13 Mart 2016 Pazar

bahar geldi vuhuu ve ne okudum ve ne izledim

Galiba güneş enerjisi ile çalışıyorum. Gerçekten. Güneş görmek daha çok içmek, daha çok gezmek, daha çok para harcamak (maalesef), daha çok hareket etmek ihtiyacı yaratıyor bende. Bu yüzden geçtiğimiz günlerde Mert'i zorla Kentpark'a sürükledim, hamburger yedik ve sinemaya girdik. Sinema demişken bu yazıya izlediğim filmleri de dahil edeyim de iyice dallanıp budaklansın, hay lanet! BENİ ZORLA DEADPOOL'A SÜRÜKLEDİ :( .

» **Yapılacak alıştırma A**:
Bahar yazısına göre şu soruları yanıtlayın:
(i) Yazı hangi tarihi taşıyor?
(ii) Güneş görmek yazarda hangi ihtiyaçları yaratıyor?
(iii) Mert Kentpark'a sürüklendikten sonra hangi iki şey yapılıyor?
Metin ile kayıtlar arasında herhangi bir bağ yoktur.

» **İşlenecek veriler**:

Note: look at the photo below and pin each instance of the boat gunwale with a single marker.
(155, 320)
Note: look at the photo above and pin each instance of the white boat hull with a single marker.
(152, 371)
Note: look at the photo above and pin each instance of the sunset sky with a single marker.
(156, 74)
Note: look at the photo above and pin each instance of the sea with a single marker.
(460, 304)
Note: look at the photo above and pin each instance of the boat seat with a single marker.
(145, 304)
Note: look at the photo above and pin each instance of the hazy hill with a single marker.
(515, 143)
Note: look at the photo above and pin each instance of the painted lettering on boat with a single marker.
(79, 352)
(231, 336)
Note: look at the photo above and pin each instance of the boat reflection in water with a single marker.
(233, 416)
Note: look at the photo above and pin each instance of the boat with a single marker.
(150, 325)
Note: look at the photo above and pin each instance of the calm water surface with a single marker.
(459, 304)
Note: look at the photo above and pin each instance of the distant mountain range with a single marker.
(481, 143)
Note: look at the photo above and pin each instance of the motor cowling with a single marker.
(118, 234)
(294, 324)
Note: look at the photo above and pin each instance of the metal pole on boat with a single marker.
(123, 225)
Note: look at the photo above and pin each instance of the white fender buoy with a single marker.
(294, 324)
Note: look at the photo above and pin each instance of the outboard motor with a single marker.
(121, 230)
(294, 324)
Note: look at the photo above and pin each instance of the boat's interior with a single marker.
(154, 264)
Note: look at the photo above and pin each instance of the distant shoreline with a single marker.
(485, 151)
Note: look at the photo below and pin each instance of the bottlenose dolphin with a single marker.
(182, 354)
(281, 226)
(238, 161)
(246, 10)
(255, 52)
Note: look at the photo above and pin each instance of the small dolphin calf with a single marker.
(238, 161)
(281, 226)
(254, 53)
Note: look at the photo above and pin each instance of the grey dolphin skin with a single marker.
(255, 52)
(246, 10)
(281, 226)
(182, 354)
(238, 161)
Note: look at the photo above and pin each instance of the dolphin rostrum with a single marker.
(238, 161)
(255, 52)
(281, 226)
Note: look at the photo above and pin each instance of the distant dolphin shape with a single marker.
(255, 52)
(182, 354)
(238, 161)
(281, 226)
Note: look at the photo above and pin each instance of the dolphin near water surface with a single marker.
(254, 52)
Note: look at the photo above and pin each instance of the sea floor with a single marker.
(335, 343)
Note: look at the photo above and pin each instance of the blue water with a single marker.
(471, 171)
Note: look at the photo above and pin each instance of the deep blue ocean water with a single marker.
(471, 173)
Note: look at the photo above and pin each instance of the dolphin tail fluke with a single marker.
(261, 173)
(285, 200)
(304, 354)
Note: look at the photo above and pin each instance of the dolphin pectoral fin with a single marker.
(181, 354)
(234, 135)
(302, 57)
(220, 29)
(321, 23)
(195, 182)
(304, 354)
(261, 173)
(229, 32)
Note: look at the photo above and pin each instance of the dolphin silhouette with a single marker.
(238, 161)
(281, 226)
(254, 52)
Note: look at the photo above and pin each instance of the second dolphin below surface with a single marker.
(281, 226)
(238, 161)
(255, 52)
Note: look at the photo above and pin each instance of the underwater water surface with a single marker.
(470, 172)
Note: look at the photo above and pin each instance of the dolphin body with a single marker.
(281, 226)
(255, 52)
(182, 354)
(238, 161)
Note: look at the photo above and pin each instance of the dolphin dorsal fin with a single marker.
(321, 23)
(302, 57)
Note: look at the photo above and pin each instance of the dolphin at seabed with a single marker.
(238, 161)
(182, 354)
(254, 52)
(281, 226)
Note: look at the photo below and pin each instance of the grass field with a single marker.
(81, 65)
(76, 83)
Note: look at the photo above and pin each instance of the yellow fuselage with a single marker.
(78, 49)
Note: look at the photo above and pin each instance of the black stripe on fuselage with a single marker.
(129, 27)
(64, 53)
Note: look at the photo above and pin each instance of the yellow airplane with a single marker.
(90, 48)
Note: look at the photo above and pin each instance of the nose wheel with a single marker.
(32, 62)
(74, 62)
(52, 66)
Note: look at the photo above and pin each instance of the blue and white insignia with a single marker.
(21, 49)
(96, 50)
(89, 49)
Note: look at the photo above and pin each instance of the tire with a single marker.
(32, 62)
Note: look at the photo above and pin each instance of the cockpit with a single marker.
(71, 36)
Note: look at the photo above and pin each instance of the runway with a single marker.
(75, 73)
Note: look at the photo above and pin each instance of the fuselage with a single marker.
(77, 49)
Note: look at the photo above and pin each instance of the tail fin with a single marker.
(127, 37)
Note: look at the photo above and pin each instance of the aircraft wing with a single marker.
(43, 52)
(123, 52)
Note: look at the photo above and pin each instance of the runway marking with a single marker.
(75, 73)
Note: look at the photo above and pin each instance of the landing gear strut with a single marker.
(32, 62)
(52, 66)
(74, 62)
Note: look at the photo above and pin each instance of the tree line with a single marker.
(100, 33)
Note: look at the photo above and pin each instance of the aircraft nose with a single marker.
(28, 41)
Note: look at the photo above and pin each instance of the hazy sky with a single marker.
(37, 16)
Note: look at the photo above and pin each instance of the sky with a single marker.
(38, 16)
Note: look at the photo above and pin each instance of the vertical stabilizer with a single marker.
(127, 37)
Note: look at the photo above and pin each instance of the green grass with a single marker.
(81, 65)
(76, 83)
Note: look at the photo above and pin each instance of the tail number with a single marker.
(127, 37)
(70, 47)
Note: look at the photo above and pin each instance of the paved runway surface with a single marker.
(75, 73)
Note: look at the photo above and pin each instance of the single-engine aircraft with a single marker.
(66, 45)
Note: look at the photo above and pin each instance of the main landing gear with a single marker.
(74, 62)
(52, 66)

==

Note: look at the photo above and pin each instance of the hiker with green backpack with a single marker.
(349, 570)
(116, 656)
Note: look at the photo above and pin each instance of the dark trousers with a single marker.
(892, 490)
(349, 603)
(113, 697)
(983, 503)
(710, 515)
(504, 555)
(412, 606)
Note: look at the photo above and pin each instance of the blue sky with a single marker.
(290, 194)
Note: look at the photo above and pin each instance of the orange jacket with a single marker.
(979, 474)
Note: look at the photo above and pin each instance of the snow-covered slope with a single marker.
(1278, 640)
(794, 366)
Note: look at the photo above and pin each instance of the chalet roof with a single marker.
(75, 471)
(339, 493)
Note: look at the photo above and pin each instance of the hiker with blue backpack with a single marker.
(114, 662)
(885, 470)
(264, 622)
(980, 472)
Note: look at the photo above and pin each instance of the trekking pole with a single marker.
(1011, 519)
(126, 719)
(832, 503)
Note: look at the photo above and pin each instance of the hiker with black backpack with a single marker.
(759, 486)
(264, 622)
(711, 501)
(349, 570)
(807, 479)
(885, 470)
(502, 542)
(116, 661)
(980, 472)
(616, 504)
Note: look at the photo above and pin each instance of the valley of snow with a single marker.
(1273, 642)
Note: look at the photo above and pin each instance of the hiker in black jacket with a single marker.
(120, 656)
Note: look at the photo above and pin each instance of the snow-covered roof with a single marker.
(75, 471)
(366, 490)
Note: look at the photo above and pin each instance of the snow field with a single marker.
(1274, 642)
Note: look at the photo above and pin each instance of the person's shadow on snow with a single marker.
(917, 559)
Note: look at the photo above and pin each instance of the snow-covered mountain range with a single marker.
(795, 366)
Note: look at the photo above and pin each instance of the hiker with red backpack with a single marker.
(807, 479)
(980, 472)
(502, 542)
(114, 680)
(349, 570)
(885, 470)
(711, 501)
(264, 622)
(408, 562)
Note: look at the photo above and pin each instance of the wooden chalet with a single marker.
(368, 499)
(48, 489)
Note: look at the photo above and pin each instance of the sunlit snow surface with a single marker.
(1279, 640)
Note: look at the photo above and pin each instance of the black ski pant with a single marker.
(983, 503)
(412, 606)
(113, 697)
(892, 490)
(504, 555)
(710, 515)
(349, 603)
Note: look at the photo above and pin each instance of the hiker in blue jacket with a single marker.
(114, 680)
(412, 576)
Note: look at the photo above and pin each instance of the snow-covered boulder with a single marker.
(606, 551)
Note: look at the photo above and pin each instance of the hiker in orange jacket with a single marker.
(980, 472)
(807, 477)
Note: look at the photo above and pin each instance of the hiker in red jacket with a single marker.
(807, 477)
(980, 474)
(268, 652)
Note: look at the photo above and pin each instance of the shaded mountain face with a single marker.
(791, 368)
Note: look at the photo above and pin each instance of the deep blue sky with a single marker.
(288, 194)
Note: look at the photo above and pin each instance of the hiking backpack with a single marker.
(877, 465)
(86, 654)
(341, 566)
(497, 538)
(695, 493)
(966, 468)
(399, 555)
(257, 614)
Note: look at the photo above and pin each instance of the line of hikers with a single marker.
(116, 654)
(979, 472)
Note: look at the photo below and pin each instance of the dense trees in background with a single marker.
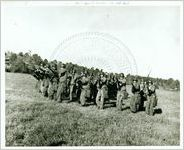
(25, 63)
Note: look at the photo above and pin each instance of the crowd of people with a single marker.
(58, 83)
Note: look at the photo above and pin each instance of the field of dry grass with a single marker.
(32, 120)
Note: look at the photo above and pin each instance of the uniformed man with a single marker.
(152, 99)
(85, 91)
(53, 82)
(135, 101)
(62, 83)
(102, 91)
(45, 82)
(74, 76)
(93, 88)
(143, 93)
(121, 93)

--

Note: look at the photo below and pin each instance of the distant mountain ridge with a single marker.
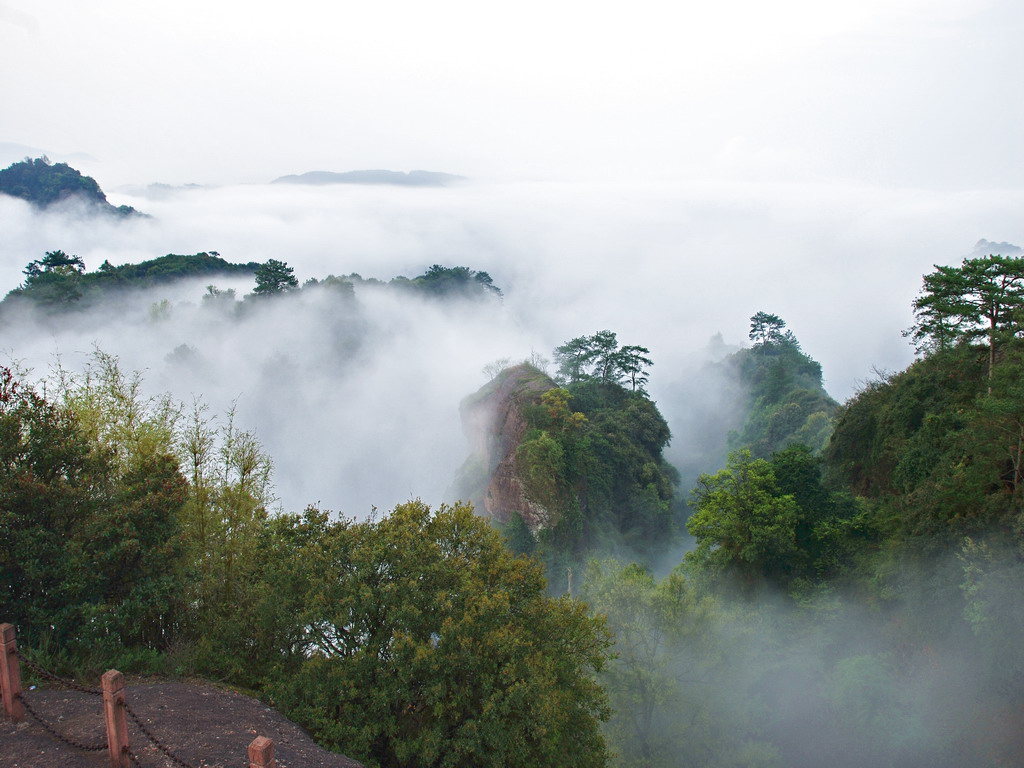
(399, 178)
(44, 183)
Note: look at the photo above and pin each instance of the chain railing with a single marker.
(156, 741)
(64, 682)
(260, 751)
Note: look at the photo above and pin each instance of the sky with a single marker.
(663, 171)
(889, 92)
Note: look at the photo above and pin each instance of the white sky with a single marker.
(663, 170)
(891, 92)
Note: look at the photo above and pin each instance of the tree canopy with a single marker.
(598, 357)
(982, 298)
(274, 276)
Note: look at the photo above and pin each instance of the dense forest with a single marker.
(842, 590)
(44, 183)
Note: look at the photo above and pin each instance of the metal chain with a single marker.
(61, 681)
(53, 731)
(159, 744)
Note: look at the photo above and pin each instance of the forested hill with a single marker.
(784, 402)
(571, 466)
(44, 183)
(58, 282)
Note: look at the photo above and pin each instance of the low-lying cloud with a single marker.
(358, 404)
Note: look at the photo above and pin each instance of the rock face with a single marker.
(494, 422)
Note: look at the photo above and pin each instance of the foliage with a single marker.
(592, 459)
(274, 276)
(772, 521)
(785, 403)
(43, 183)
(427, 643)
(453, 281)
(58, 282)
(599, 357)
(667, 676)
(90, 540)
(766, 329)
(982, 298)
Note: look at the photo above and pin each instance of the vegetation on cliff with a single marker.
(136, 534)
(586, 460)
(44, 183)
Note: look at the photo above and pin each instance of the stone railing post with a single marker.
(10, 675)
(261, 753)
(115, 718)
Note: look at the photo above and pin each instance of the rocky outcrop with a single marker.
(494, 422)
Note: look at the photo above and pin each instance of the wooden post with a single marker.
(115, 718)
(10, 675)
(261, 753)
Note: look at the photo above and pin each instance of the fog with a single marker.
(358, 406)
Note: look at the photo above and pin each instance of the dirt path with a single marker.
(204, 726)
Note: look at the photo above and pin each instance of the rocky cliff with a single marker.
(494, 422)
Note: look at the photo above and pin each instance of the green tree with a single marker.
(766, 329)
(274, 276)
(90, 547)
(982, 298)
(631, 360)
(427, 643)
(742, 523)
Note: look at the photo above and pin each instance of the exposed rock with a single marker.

» **Yapılacak alıştırma B**:
Kayıtlarda "surface" dizisini içeren satırların hepsini seçip kopyalayın.

» **Eksiksiz yanıt A**:
(i) 13 Mart 2016 Pazar.
(ii) Daha çok içmek, daha çok gezmek, daha çok para harcamak ve daha çok hareket etmek.
(iii) Hamburger yeniyor ve sinemaya giriliyor.

» **Eksiksiz yanıt B**:
Note: look at the photo above and pin each instance of the calm water surface with a single marker.
Note: look at the photo above and pin each instance of the dolphin near water surface with a single marker.
Note: look at the photo above and pin each instance of the second dolphin below surface with a single marker.
Note: look at the photo above and pin each instance of the underwater water surface with a single marker.
Note: look at the photo above and pin each instance of the paved runway surface with a single marker.
Note: look at the photo above and pin each instance of the sunlit snow surface with a single marker.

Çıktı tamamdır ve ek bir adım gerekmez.